Can you retype the records from the line with "lookup: green leaf?" through the line with "[92,544,115,570]", both included, without changing anything?

[Labeled photos with boxes]
★ ★ ★ ★

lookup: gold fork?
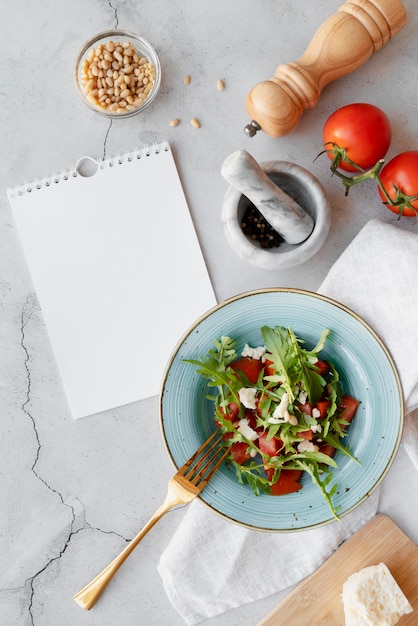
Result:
[74,430,229,611]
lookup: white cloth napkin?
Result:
[158,220,418,626]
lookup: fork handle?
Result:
[74,494,174,611]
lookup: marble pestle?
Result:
[221,150,314,244]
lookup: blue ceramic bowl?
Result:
[160,289,404,532]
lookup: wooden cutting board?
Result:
[257,515,418,626]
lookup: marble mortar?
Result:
[221,161,331,270]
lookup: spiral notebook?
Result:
[8,142,216,418]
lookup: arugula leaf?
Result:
[289,329,329,406]
[261,326,296,403]
[232,461,271,496]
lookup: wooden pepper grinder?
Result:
[244,0,407,137]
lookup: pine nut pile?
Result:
[81,41,155,113]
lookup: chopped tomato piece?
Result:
[319,443,335,457]
[258,433,283,456]
[220,402,239,422]
[245,409,257,430]
[266,468,302,496]
[340,396,360,430]
[264,359,276,376]
[230,441,251,465]
[316,400,331,417]
[230,356,264,385]
[315,359,329,376]
[298,402,313,415]
[297,429,314,441]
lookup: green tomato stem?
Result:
[316,142,418,219]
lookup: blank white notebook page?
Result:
[8,142,216,418]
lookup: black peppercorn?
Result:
[241,203,284,249]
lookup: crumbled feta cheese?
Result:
[298,439,319,452]
[241,343,266,363]
[273,391,289,418]
[238,387,257,409]
[284,411,299,426]
[237,417,258,441]
[298,391,308,404]
[267,415,285,424]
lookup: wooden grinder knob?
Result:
[245,0,407,137]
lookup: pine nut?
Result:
[81,41,155,113]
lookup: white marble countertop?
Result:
[0,0,418,626]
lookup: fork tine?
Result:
[178,431,229,489]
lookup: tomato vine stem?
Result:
[315,141,418,219]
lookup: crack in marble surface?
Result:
[15,294,131,624]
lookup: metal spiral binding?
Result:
[7,140,170,198]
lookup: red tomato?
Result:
[264,359,276,376]
[230,356,264,385]
[258,433,283,456]
[315,359,329,376]
[322,103,392,172]
[340,396,360,429]
[297,429,314,441]
[219,402,239,422]
[267,469,302,496]
[230,441,251,465]
[298,402,313,415]
[316,400,331,417]
[378,150,418,217]
[319,443,336,457]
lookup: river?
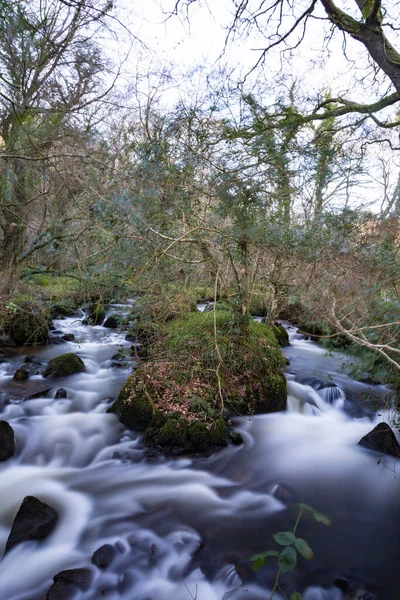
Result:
[0,317,400,600]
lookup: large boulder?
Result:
[4,302,49,344]
[88,302,106,325]
[46,568,93,600]
[0,421,15,461]
[5,496,58,552]
[103,315,121,329]
[43,352,86,379]
[92,544,116,570]
[358,423,400,458]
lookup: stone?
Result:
[92,544,116,570]
[5,496,58,552]
[46,568,93,600]
[61,333,75,342]
[43,352,86,379]
[0,421,15,461]
[358,423,400,458]
[13,367,29,381]
[103,315,120,329]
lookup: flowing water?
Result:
[0,318,400,600]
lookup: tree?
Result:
[0,0,112,270]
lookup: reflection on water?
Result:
[0,316,400,600]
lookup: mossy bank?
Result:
[111,311,286,454]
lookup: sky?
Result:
[105,0,400,212]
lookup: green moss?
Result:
[271,323,290,348]
[3,301,49,344]
[43,352,86,379]
[89,302,106,325]
[113,376,153,431]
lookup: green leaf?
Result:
[313,511,331,525]
[250,550,279,571]
[299,503,316,513]
[278,546,297,573]
[274,531,296,546]
[294,538,314,560]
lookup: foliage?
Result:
[250,504,331,600]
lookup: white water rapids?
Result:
[0,318,400,600]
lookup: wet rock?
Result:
[4,301,49,344]
[272,482,297,504]
[24,354,42,366]
[61,333,75,342]
[229,431,243,446]
[46,568,93,600]
[0,421,15,461]
[13,367,29,381]
[43,352,86,379]
[5,496,58,552]
[88,303,106,325]
[358,423,400,458]
[103,315,120,329]
[92,544,116,570]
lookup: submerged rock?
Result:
[5,496,58,552]
[46,568,93,600]
[88,302,106,325]
[13,367,29,381]
[92,544,116,570]
[0,421,15,461]
[43,352,86,379]
[4,302,49,344]
[103,315,120,329]
[358,423,400,458]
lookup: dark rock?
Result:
[24,354,42,366]
[103,315,120,329]
[61,333,75,342]
[229,431,243,446]
[53,568,93,592]
[43,352,86,379]
[272,483,297,504]
[0,421,15,461]
[5,496,58,552]
[88,303,106,325]
[13,367,29,381]
[46,569,93,600]
[0,379,52,401]
[358,423,400,458]
[92,544,115,570]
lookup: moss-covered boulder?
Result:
[43,352,86,379]
[50,298,76,319]
[112,311,287,454]
[3,301,49,344]
[271,322,290,348]
[88,302,106,325]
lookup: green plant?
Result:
[250,504,331,600]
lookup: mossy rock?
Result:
[4,302,49,344]
[50,299,76,319]
[103,314,121,329]
[112,311,287,454]
[43,352,86,379]
[271,323,290,348]
[88,302,106,325]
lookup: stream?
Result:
[0,307,400,600]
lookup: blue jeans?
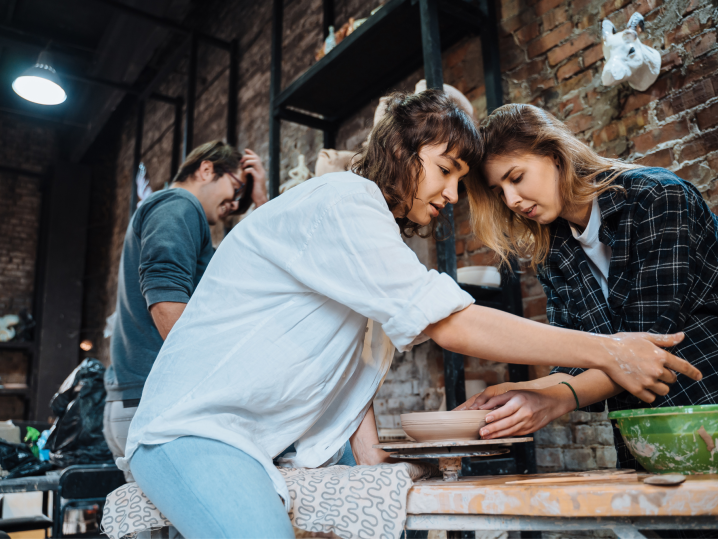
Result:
[130,436,294,539]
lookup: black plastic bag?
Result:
[45,358,114,468]
[0,440,54,479]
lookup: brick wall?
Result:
[456,0,718,471]
[0,116,56,420]
[83,0,718,480]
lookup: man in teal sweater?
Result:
[104,141,267,464]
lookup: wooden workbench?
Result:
[407,474,718,539]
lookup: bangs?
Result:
[421,107,482,175]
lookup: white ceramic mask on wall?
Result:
[601,13,661,92]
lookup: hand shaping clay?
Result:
[401,410,490,442]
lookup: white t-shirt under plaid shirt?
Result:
[118,172,473,502]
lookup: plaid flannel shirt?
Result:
[539,168,718,469]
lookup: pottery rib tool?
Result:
[643,474,686,487]
[505,470,638,485]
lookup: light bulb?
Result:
[12,75,67,105]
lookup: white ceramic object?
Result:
[401,410,490,442]
[456,266,501,288]
[601,13,661,92]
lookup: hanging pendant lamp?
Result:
[12,51,67,105]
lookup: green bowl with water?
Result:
[608,404,718,474]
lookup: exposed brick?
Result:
[696,103,718,130]
[633,119,690,153]
[583,45,603,67]
[528,22,573,58]
[515,21,539,45]
[681,129,718,161]
[661,50,683,73]
[534,0,565,17]
[664,15,702,46]
[504,58,546,81]
[529,75,556,92]
[594,423,614,446]
[566,114,595,134]
[558,71,593,95]
[623,77,671,114]
[548,31,596,65]
[563,448,596,471]
[683,0,705,15]
[636,148,673,168]
[675,163,712,182]
[596,445,618,468]
[533,424,573,446]
[556,58,582,81]
[541,7,568,32]
[558,96,583,116]
[686,29,716,58]
[536,447,564,469]
[600,0,631,19]
[573,425,596,446]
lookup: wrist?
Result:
[551,382,580,417]
[576,333,614,371]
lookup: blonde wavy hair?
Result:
[472,104,639,269]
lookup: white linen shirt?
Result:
[569,197,612,301]
[117,172,473,508]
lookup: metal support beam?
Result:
[479,0,504,114]
[86,0,230,51]
[170,97,184,183]
[322,0,334,38]
[227,39,239,146]
[419,0,466,420]
[182,34,198,161]
[130,100,145,221]
[269,0,284,199]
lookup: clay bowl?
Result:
[401,410,490,442]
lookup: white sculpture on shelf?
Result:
[279,154,312,194]
[601,13,661,92]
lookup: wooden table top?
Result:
[407,474,718,517]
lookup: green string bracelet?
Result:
[559,382,581,412]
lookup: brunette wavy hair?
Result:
[352,90,481,237]
[464,104,639,268]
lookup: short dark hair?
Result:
[352,89,481,236]
[172,140,242,183]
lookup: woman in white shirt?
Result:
[118,90,698,537]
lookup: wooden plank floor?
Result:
[407,474,718,517]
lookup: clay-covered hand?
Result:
[401,460,441,481]
[246,148,269,208]
[596,333,703,403]
[480,385,574,440]
[454,382,519,411]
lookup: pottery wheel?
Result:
[374,436,533,481]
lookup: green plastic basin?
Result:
[608,404,718,474]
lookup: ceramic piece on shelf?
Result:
[601,13,661,92]
[314,148,356,178]
[401,410,490,442]
[279,154,312,195]
[456,266,501,288]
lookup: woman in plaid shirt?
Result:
[459,105,718,469]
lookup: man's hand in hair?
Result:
[241,148,269,208]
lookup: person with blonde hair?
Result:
[459,104,718,469]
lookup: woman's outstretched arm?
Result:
[424,305,702,402]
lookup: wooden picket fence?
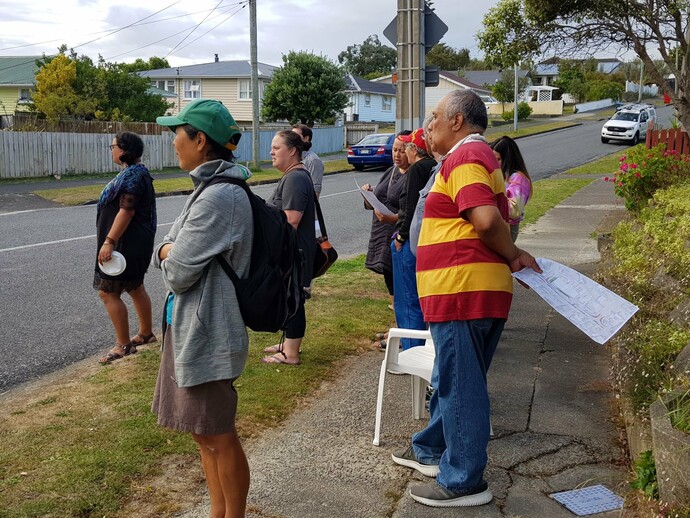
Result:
[645,128,690,155]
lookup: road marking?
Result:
[0,221,174,252]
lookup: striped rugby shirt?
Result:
[417,141,513,322]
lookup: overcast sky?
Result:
[0,0,508,66]
[0,0,632,66]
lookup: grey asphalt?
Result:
[175,179,628,518]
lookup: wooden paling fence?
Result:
[0,126,345,178]
[645,128,690,155]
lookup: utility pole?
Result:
[513,62,518,131]
[395,0,426,133]
[249,0,261,169]
[637,58,644,103]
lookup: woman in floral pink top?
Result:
[490,136,532,243]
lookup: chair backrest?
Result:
[384,327,436,381]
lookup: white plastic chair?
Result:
[373,327,436,446]
[373,327,494,446]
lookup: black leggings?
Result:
[285,301,307,338]
[383,270,393,296]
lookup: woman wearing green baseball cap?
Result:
[152,99,254,518]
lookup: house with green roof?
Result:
[0,56,43,115]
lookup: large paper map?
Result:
[513,258,639,344]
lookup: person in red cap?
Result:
[391,128,436,350]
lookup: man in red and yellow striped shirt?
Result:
[393,90,540,507]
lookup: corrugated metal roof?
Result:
[139,61,278,79]
[0,56,43,86]
[439,70,489,94]
[537,65,558,76]
[345,74,395,95]
[146,86,177,98]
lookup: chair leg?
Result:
[373,358,386,446]
[410,376,426,419]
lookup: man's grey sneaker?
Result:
[410,480,493,507]
[391,446,438,477]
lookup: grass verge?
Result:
[566,148,628,175]
[0,147,592,517]
[34,159,352,205]
[523,178,594,225]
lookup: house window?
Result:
[151,79,175,94]
[237,79,252,101]
[381,95,393,112]
[17,88,31,104]
[184,79,201,99]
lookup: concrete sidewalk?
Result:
[177,176,628,518]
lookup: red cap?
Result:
[398,128,426,151]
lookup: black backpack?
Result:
[207,176,303,333]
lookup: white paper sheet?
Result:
[355,180,393,216]
[513,258,639,344]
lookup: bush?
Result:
[586,80,625,101]
[501,102,532,121]
[605,144,690,213]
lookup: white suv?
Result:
[601,104,656,146]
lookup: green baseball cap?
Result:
[156,99,242,151]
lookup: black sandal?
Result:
[130,333,158,345]
[373,340,388,351]
[98,342,137,365]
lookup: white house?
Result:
[344,74,396,122]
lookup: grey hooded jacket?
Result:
[152,160,254,387]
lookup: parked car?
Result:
[601,104,656,146]
[347,133,395,171]
[479,94,500,113]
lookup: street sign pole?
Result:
[383,0,448,132]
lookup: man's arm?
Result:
[464,205,541,273]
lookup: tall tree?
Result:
[338,34,398,77]
[34,45,168,122]
[32,54,77,123]
[261,51,348,126]
[426,43,470,72]
[118,56,170,73]
[478,0,690,129]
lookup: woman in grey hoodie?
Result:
[152,99,254,518]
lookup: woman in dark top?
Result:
[93,132,156,364]
[391,128,436,350]
[362,131,410,347]
[263,131,316,365]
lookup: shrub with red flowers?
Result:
[605,144,690,212]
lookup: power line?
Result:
[106,0,246,61]
[0,0,180,72]
[71,0,180,49]
[173,4,246,54]
[0,0,246,52]
[164,0,223,58]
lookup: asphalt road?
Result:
[0,171,382,392]
[0,104,670,392]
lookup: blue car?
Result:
[347,133,395,171]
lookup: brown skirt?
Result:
[151,326,237,435]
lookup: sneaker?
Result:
[410,480,494,507]
[391,446,438,477]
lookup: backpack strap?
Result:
[204,176,251,284]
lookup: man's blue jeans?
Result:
[412,318,505,492]
[391,241,426,351]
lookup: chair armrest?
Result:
[388,327,431,340]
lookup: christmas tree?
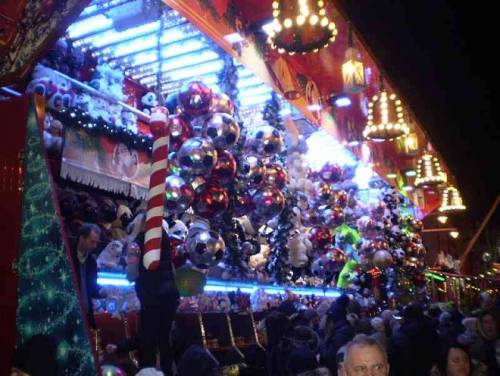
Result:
[266,195,295,284]
[16,102,96,375]
[262,91,285,131]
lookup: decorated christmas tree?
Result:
[17,102,96,375]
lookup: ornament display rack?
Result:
[97,272,342,298]
[426,268,500,309]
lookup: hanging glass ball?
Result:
[211,150,236,184]
[178,81,213,116]
[210,94,234,116]
[238,156,265,187]
[193,184,229,219]
[245,125,283,158]
[186,230,226,269]
[205,112,240,149]
[309,226,333,251]
[177,137,217,175]
[319,162,343,183]
[164,175,194,215]
[252,186,285,219]
[262,163,288,189]
[169,115,193,151]
[322,206,345,227]
[373,249,393,270]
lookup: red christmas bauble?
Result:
[322,205,345,227]
[252,186,285,219]
[315,181,333,203]
[335,191,349,208]
[211,150,236,184]
[263,163,288,189]
[193,184,229,219]
[179,81,213,117]
[234,192,255,217]
[309,226,332,250]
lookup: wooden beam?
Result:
[460,195,500,272]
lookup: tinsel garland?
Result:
[217,53,240,114]
[50,108,153,152]
[266,194,295,284]
[262,91,285,131]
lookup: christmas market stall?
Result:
[0,0,498,375]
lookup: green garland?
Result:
[51,108,153,152]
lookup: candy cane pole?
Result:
[143,107,168,270]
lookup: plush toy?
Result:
[141,92,158,114]
[97,240,123,270]
[111,204,132,240]
[337,259,358,289]
[167,219,188,242]
[75,93,95,116]
[287,231,312,268]
[97,197,118,243]
[106,68,127,101]
[108,104,123,128]
[121,111,137,133]
[26,65,75,111]
[89,64,111,94]
[457,317,479,346]
[43,113,63,155]
[26,64,57,98]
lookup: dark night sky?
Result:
[339,0,500,222]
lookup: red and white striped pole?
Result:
[143,107,169,270]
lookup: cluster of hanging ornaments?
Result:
[267,0,338,55]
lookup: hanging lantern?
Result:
[439,186,465,213]
[267,0,338,55]
[415,152,447,187]
[363,88,410,141]
[342,30,366,93]
[397,132,419,157]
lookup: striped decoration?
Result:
[143,107,168,270]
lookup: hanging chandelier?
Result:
[439,186,465,213]
[363,85,410,141]
[415,152,447,187]
[342,29,366,94]
[267,0,338,55]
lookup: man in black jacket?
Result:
[388,303,439,376]
[71,223,105,329]
[131,225,180,376]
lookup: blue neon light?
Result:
[97,272,342,298]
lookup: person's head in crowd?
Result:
[304,308,320,327]
[437,344,472,376]
[344,334,389,376]
[327,294,349,322]
[370,317,385,333]
[278,299,298,317]
[266,311,290,346]
[177,345,218,376]
[479,291,495,311]
[402,302,423,322]
[78,223,101,254]
[478,312,498,341]
[336,345,347,376]
[286,347,319,375]
[290,325,320,353]
[11,334,57,376]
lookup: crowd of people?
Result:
[8,188,500,376]
[265,294,500,376]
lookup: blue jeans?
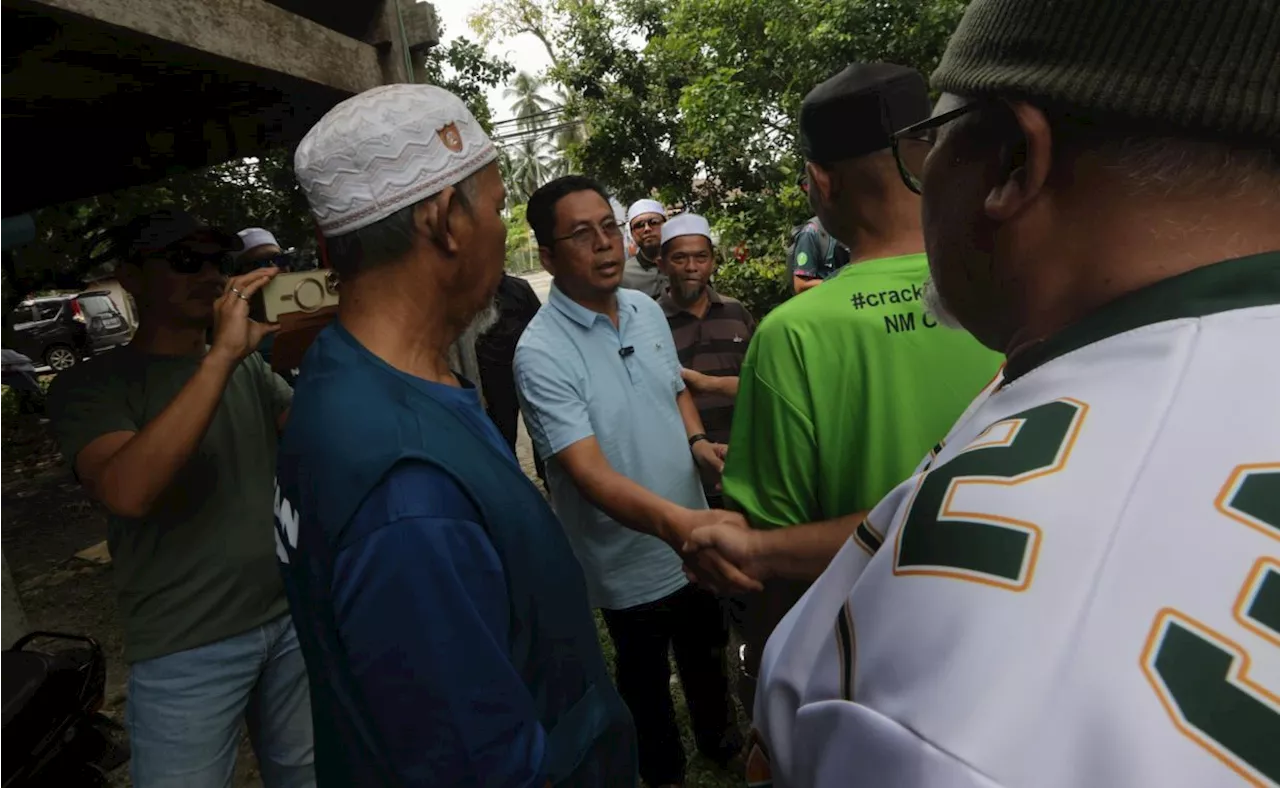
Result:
[125,614,315,788]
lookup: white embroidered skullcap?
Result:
[293,84,498,238]
[662,214,716,244]
[627,200,667,224]
[236,228,280,257]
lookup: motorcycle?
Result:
[0,632,129,788]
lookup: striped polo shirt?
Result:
[658,287,755,443]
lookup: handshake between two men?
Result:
[667,446,868,595]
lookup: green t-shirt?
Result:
[49,347,293,663]
[724,255,1002,528]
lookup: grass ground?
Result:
[0,386,745,788]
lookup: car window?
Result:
[35,301,63,320]
[77,296,116,319]
[9,307,32,329]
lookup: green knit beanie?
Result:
[933,0,1280,143]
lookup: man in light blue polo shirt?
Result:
[516,177,750,787]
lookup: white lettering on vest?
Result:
[275,481,298,564]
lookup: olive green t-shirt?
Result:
[49,347,293,663]
[723,255,1002,528]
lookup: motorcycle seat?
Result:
[0,651,56,730]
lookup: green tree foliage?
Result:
[506,202,541,274]
[424,31,516,130]
[472,0,966,313]
[0,151,315,312]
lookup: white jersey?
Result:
[755,255,1280,788]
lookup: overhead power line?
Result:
[493,106,564,128]
[493,120,582,147]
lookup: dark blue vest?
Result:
[276,324,636,788]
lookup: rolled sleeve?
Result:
[250,353,293,418]
[516,344,595,459]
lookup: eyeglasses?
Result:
[893,101,982,194]
[669,252,712,266]
[552,219,622,249]
[631,216,667,233]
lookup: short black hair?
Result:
[324,173,479,279]
[526,175,612,247]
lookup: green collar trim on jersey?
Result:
[1005,252,1280,384]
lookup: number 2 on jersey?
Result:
[1142,464,1280,785]
[893,399,1089,591]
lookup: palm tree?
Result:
[552,87,586,156]
[502,72,554,130]
[508,137,563,201]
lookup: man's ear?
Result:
[805,161,836,203]
[413,185,462,255]
[984,101,1053,221]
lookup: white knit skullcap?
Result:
[662,214,716,244]
[293,84,498,238]
[236,228,280,257]
[627,200,667,224]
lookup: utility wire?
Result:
[493,106,564,128]
[493,120,582,147]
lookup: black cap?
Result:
[115,209,244,257]
[800,63,933,164]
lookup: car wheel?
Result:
[45,345,79,372]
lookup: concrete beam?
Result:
[365,0,440,84]
[28,0,383,93]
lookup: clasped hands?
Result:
[667,509,767,595]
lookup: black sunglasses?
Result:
[236,252,293,274]
[892,101,983,194]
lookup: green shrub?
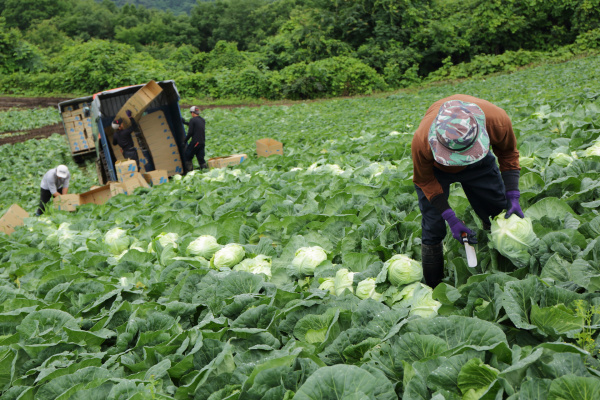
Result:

★ ★ ★ ★

• _Written reply_:
lookup: green leaf?
Result:
[313,511,331,525]
[250,550,279,571]
[299,503,316,513]
[278,546,297,573]
[274,531,296,546]
[294,538,314,560]
lookup: foliage?
Result:
[250,504,331,600]
lookup: white water rapids?
Result:
[0,318,400,600]
lookup: wet rock?
Result:
[4,301,49,344]
[272,482,297,504]
[24,354,42,366]
[61,333,75,342]
[229,431,243,446]
[46,568,93,600]
[0,421,15,461]
[13,367,29,381]
[43,352,86,379]
[5,496,58,552]
[88,303,106,325]
[358,423,400,458]
[103,315,120,329]
[92,544,116,570]
lookup: submerged rock?
Result:
[5,496,58,552]
[46,568,93,600]
[88,302,106,325]
[13,367,29,381]
[92,544,116,570]
[0,421,15,461]
[43,352,86,379]
[4,302,49,344]
[103,315,120,329]
[358,423,400,458]
lookup: dark rock?
Result:
[24,354,42,366]
[103,315,120,329]
[61,333,75,342]
[229,431,243,446]
[53,568,93,592]
[43,352,86,379]
[272,483,297,504]
[0,421,15,461]
[5,496,58,552]
[88,303,106,325]
[13,367,29,381]
[46,569,93,600]
[0,379,52,401]
[358,423,400,458]
[92,544,115,570]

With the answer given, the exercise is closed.